Exercise 1
Return the part of the Kenton passage that begins at the words "Not to be confused" and stops after the words "the branch line.", copying it without change.
Exercise 2
Summarize the Kenton passage in two sentences.
Exercise 3
Continue the Kenton passage after its last sentence.

Excerpted text
------------------------------------------------

Village in Suffolk, England

Kenton is a village and civil parish in the Mid Suffolk district of Suffolk in eastern England. Located 1.9 miles to the north-east of Debenham, in 2005 its population was 170. The parish was formerly an exclave of the Loes Hundred one of the Hundreds of Suffolk.

The name Kenton comes from the Old English for ‘Kingly’, or ‘Royal’ and can trace its origins back to before the Norman conquest.

Not to be confused by Kenton, a place partly in the London Borough of Harrow and partly in the London Borough of Brent, and Kenton, a place in Devon.

Between 1908 and 1952 the village was served by the Mid-Suffolk Light Railway, on which it had a station with a platform, which was located over 0.6 miles south. The station had a small building made externally of corrugated iron and internally of match-boarding. Kenton station was halfway between Laxfield and Haughley on the branch line.

Kenton Hall (around 1200) resides nearby about half a mile south-west from the church.

Grass drying plant (operated by Eastern Counties Farmers) was just behind the old station.

==Present day==
All Saints (Church OS grid TM 191 659) is on the unclassified road between Occold and Earl Soham and Church Lane with Church Close nearby.

------------------------------------------------

Dataset extract
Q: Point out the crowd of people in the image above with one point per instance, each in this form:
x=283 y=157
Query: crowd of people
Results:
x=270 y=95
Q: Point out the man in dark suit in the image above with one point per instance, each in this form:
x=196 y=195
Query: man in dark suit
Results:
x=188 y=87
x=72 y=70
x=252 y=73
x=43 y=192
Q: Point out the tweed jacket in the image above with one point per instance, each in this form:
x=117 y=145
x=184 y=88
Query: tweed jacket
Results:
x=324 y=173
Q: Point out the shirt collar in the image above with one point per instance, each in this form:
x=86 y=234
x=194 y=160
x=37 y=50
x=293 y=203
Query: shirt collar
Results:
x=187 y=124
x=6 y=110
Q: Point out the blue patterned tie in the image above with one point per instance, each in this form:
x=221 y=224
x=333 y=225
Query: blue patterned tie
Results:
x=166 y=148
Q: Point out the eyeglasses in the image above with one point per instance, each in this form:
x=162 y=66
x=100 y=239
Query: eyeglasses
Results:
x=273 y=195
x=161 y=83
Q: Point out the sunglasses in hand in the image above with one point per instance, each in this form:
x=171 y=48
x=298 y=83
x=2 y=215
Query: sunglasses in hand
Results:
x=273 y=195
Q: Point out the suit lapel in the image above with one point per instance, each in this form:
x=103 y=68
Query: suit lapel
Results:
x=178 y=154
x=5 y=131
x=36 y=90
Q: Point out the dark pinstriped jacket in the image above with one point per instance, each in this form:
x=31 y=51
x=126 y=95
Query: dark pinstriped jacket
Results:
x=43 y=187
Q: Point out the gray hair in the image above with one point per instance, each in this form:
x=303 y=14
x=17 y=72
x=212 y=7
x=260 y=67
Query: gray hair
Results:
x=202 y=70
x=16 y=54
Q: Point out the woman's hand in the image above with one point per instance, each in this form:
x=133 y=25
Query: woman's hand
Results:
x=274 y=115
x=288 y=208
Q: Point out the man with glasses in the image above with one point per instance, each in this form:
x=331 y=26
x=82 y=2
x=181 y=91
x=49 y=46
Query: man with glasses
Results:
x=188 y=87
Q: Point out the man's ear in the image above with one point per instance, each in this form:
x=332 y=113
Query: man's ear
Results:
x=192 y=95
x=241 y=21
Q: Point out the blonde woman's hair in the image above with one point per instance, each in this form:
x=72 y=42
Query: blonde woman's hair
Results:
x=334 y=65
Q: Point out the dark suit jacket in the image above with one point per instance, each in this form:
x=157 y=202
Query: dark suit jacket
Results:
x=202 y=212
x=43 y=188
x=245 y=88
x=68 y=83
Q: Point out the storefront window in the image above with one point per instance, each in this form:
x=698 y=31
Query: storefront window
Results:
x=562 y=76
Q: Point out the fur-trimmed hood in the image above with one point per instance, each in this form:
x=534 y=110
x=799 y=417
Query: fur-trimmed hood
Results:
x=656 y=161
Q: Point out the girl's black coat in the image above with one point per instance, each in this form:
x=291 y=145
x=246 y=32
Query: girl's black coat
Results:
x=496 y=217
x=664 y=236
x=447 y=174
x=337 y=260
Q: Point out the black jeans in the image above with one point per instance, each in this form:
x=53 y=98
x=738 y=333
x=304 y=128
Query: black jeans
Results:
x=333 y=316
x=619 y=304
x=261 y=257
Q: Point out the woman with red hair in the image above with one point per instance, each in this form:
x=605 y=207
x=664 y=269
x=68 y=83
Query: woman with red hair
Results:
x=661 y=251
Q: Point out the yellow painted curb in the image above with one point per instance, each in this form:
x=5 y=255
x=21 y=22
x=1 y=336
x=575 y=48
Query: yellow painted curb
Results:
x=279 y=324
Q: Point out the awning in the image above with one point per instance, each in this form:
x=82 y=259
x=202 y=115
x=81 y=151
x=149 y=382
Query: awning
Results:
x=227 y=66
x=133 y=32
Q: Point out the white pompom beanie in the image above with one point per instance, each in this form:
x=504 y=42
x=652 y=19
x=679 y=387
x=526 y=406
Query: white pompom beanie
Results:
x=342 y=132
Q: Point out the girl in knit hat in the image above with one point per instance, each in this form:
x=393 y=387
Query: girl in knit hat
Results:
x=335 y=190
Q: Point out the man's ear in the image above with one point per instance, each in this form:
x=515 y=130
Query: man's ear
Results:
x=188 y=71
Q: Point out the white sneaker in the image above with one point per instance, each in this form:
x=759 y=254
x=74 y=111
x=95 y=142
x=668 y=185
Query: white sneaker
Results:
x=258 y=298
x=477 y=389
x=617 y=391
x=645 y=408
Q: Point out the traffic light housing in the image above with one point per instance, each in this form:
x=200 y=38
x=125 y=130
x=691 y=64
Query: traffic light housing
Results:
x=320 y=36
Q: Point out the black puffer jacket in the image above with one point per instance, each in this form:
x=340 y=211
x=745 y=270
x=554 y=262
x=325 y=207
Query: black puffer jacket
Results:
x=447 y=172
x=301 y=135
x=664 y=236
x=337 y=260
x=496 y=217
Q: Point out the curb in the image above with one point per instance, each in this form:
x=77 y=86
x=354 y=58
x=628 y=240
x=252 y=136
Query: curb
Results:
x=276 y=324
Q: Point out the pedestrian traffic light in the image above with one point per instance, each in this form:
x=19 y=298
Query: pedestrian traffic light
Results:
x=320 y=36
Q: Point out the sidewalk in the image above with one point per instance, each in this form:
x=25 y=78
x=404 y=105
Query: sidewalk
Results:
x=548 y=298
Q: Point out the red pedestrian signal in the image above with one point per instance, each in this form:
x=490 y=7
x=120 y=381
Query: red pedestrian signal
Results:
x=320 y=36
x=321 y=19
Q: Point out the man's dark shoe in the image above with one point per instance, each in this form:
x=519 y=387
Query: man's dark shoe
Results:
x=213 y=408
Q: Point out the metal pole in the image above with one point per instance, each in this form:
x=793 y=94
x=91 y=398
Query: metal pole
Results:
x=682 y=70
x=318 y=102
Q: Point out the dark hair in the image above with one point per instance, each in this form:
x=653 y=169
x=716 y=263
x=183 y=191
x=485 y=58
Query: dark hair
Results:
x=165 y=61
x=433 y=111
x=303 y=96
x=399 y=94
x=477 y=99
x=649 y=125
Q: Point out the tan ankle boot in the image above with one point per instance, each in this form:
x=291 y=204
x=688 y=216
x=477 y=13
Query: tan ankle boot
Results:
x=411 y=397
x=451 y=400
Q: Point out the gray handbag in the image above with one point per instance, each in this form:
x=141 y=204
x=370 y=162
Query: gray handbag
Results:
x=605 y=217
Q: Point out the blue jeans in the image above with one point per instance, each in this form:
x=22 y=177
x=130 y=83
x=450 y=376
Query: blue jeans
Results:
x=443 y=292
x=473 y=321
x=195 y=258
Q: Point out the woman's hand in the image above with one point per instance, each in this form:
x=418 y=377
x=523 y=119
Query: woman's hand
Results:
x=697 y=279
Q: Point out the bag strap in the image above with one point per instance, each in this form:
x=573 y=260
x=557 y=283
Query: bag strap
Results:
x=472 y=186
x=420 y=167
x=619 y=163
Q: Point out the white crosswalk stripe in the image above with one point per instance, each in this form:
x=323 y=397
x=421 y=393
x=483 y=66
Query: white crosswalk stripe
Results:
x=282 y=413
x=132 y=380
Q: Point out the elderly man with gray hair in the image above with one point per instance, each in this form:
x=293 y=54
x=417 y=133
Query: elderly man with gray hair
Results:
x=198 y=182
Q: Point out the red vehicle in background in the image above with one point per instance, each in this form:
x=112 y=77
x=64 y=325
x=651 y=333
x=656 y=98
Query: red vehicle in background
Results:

------------------------------------------------

Answer 1
Not to be confused by Kenton, a place partly in the London Borough of Harrow and partly in the London Borough of Brent, and Kenton, a place in Devon.

Between 1908 and 1952 the village was served by the Mid-Suffolk Light Railway, on which it had a station with a platform, which was located over 0.6 miles south. The station had a small building made externally of corrugated iron and internally of match-boarding. Kenton station was halfway between Laxfield and Haughley on the branch line.

Answer 2
Kenton is a village and civil parish in the Mid Suffolk district of Suffolk, England, about 1.9 miles north-east of Debenham, with a population of 170 in 2005. Between 1908 and 1952 it was served by the Mid-Suffolk Light Railway, whose Kenton station lay halfway between Laxfield and Haughley on the branch line.

Answer 3
It has a very fine brick built south aisle and chapel, flush with the porch and with its own entrance from it. It was built as a chantry chapel for the Garneys family in 1524, and was dedicated to St John.

The south aisle is now furnished and dedicated to the Blessed Virgin, rather than to St John. It once contained an excellent, intricate Garneys brass, contemporary with the chapel, which Cautley and Arthur Mee both saw in the 1930s.

Kenton Post Office (on Eye Road IP14 6JW) now closed - was a couple of hundred yards north of Church Lane/Close.

There are several farms in the area, Sycamore Farm (a few hundred metres north of the church), Moat Farm (an apple orchard a few hundred yards west of the church), and another near to the Hall.

Kenton Lodge is to the extreme south-east of the village.

The village is home to the prizewinning writer Niles Schilder who based his poem The Ditch on a location near his home.